**Collected data**
== Segment start ==

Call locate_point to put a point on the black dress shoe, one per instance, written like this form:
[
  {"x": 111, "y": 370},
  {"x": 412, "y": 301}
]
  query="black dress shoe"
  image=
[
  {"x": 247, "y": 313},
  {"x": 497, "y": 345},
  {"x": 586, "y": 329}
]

== Segment end ==

**The problem**
Print all of the lines above so that each one matches its original exactly.

**Answer to this task**
Call locate_point to put a point on the black dress shoe, one per instance, written like this form:
[
  {"x": 111, "y": 370},
  {"x": 412, "y": 301}
]
  query="black dress shoe"
  image=
[
  {"x": 247, "y": 313},
  {"x": 497, "y": 345},
  {"x": 586, "y": 329}
]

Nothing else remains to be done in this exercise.